=== WHAT IS REQUIRED ===
Reproduce, exactly and in full, the records that follow, minus any pictures.

=== SUPPLIED RECORDS ===
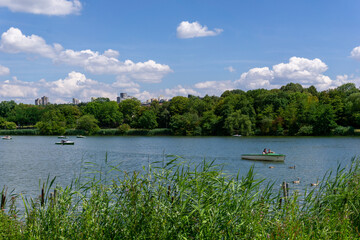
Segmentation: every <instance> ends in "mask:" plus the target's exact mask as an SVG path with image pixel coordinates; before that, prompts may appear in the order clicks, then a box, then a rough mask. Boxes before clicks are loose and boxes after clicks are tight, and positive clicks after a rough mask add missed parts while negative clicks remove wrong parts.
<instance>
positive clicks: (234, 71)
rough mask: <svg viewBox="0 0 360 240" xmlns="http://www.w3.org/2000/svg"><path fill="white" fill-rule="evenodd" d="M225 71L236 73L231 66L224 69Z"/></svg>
mask: <svg viewBox="0 0 360 240" xmlns="http://www.w3.org/2000/svg"><path fill="white" fill-rule="evenodd" d="M225 70H228V71H229V72H236V70H235V68H233V67H232V66H229V67H226V68H225Z"/></svg>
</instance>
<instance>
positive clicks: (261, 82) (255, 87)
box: [235, 67, 274, 89]
mask: <svg viewBox="0 0 360 240" xmlns="http://www.w3.org/2000/svg"><path fill="white" fill-rule="evenodd" d="M273 78H274V77H273V72H272V71H271V70H270V69H269V68H268V67H263V68H252V69H250V70H249V71H248V72H245V73H243V74H241V77H240V79H238V80H237V81H235V83H236V84H238V85H239V86H242V87H244V88H246V89H255V88H269V87H270V86H271V84H270V82H271V81H272V80H273Z"/></svg>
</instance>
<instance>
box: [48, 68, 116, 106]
mask: <svg viewBox="0 0 360 240" xmlns="http://www.w3.org/2000/svg"><path fill="white" fill-rule="evenodd" d="M43 85H44V86H45V88H46V89H44V90H45V92H46V91H47V92H50V93H51V95H55V96H58V97H59V98H64V97H67V98H73V97H76V98H80V99H81V100H82V101H88V99H89V98H91V97H108V98H110V99H115V97H116V89H114V88H113V87H112V86H111V85H109V84H105V83H101V82H98V81H95V80H92V79H88V78H86V76H85V75H84V74H82V73H79V72H71V73H69V74H68V76H67V77H66V78H64V79H59V80H56V81H53V82H45V83H43Z"/></svg>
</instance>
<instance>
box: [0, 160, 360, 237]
mask: <svg viewBox="0 0 360 240" xmlns="http://www.w3.org/2000/svg"><path fill="white" fill-rule="evenodd" d="M114 170H115V168H114ZM97 176H99V175H97ZM101 177H102V176H100V178H101ZM100 178H99V177H93V178H91V179H89V180H88V181H86V183H81V182H82V181H79V179H78V180H77V181H75V182H74V184H72V185H70V186H68V187H66V188H60V187H56V188H55V190H54V188H53V187H52V185H53V182H50V181H48V182H47V185H45V186H44V191H43V193H42V195H41V196H42V197H41V198H40V199H36V200H31V199H30V200H24V203H25V206H26V210H25V213H24V217H23V218H22V219H17V218H16V216H15V214H16V210H14V208H13V206H14V204H11V201H8V202H7V203H8V205H9V207H8V208H6V211H1V213H0V238H3V239H359V238H360V235H359V227H360V217H359V216H360V215H359V212H358V211H359V209H360V189H359V180H360V169H359V160H353V161H352V165H351V167H350V168H347V169H345V168H343V169H341V168H340V167H339V168H338V169H337V171H336V173H335V174H334V176H332V174H327V175H326V176H325V177H324V179H323V181H322V182H321V183H320V184H319V185H318V186H317V187H316V188H311V191H309V192H306V193H305V194H304V195H302V196H299V195H297V194H295V193H293V194H290V196H289V197H288V198H287V199H284V198H282V195H281V194H280V189H279V191H278V189H277V188H278V186H276V187H275V186H274V185H273V184H266V186H264V184H261V183H264V182H262V181H259V180H256V179H255V178H254V172H253V168H251V169H250V170H249V172H248V174H247V175H246V176H243V177H239V176H237V177H234V178H233V177H230V176H227V175H225V174H224V173H223V172H222V170H221V168H220V167H219V166H216V165H213V162H210V163H209V162H205V161H204V162H203V163H202V164H200V165H198V166H190V165H189V164H184V163H180V164H177V161H176V159H175V160H174V161H171V162H169V163H168V164H167V165H166V166H164V167H161V168H155V167H151V166H150V167H149V169H147V170H146V171H144V172H143V173H138V172H134V173H131V174H130V173H126V172H119V175H118V177H117V178H116V179H114V180H112V181H111V182H105V181H103V178H102V179H100ZM277 192H278V193H277ZM5 201H6V200H5ZM12 201H13V200H12Z"/></svg>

=== SOLUTION TO THIS EXERCISE ===
Segmentation: every <instance> ends in "mask:" plus the target's exact mask as an SVG path with image pixel coordinates; before that, prompts may appear in the order clicks, then a box, then a rough mask. Boxes before clicks are loose and boxes after clicks are tight, and positive clicks after a rough mask add missed parts while negative clicks remove wrong parts.
<instance>
positive clicks: (234, 71)
rough mask: <svg viewBox="0 0 360 240" xmlns="http://www.w3.org/2000/svg"><path fill="white" fill-rule="evenodd" d="M225 71L236 73L231 66L224 69Z"/></svg>
mask: <svg viewBox="0 0 360 240" xmlns="http://www.w3.org/2000/svg"><path fill="white" fill-rule="evenodd" d="M225 70H228V71H229V72H236V70H235V68H233V67H232V66H229V67H226V68H225Z"/></svg>
</instance>
<instance>
positive clicks: (261, 82) (255, 87)
box: [235, 67, 274, 89]
mask: <svg viewBox="0 0 360 240" xmlns="http://www.w3.org/2000/svg"><path fill="white" fill-rule="evenodd" d="M273 78H274V77H273V72H272V71H271V70H270V69H269V68H268V67H263V68H252V69H250V70H249V71H248V72H245V73H243V74H241V77H240V79H238V80H237V81H235V83H236V84H238V85H239V86H242V87H244V88H246V89H255V88H269V87H270V86H271V84H270V82H271V81H272V80H273Z"/></svg>
</instance>
<instance>
box: [48, 68, 116, 106]
mask: <svg viewBox="0 0 360 240" xmlns="http://www.w3.org/2000/svg"><path fill="white" fill-rule="evenodd" d="M43 85H44V86H45V88H46V89H44V90H45V92H46V91H47V92H50V93H51V95H55V96H58V97H59V98H64V97H67V98H73V97H76V98H80V99H81V100H82V101H88V99H89V98H91V97H108V98H110V99H115V97H116V89H114V88H113V87H112V86H111V85H109V84H105V83H101V82H98V81H95V80H92V79H88V78H86V76H85V75H84V74H82V73H79V72H71V73H69V74H68V76H67V77H66V78H64V79H59V80H56V81H53V82H45V83H43Z"/></svg>
</instance>
<instance>
box: [0, 160, 360, 237]
mask: <svg viewBox="0 0 360 240" xmlns="http://www.w3.org/2000/svg"><path fill="white" fill-rule="evenodd" d="M114 170H115V168H114ZM97 176H99V175H97ZM101 177H102V176H100V178H101ZM100 178H99V177H93V178H91V179H89V180H88V181H86V183H81V182H82V181H79V179H78V180H77V181H75V182H74V184H72V185H70V186H68V187H66V188H60V187H56V188H55V190H54V188H53V187H52V185H53V182H50V181H48V182H47V185H45V186H44V191H43V193H42V195H41V196H42V197H41V198H40V199H36V200H31V199H30V200H24V203H25V206H26V210H25V213H24V217H23V218H22V219H17V218H16V216H15V214H16V210H14V208H13V206H14V204H11V201H8V202H7V203H8V205H9V207H8V208H6V211H1V213H0V238H3V239H359V238H360V235H359V227H360V217H359V216H360V215H359V212H358V211H359V209H360V189H359V180H360V169H359V160H353V161H352V165H351V167H350V168H347V169H345V168H343V169H341V168H340V167H339V168H338V169H337V171H336V173H335V174H334V176H332V174H327V175H326V176H325V177H324V179H323V181H322V182H321V183H320V184H319V185H318V186H317V187H316V188H311V191H309V192H306V193H305V194H304V195H302V196H299V195H297V194H295V193H293V194H290V196H289V197H288V198H287V199H284V198H282V195H281V194H280V189H279V191H278V189H277V188H278V186H276V187H275V186H274V185H273V184H266V186H264V184H261V183H264V182H262V181H259V180H256V179H255V178H254V172H253V168H251V169H250V170H249V172H248V174H247V175H246V176H243V177H239V176H237V177H234V178H233V177H230V176H227V175H225V174H224V173H223V172H222V170H221V168H220V167H219V166H216V165H213V162H210V163H209V162H205V161H204V162H203V163H202V164H200V165H198V166H190V165H189V164H184V163H180V164H177V161H176V159H175V160H174V161H171V162H169V163H168V164H167V165H166V166H164V167H161V168H155V167H151V166H150V167H149V169H147V170H146V171H144V172H143V173H138V172H134V173H131V174H130V173H126V172H119V175H118V177H117V178H116V179H114V180H112V181H111V182H105V181H103V178H102V179H100ZM277 192H278V193H277ZM5 201H6V200H5ZM12 201H13V200H12Z"/></svg>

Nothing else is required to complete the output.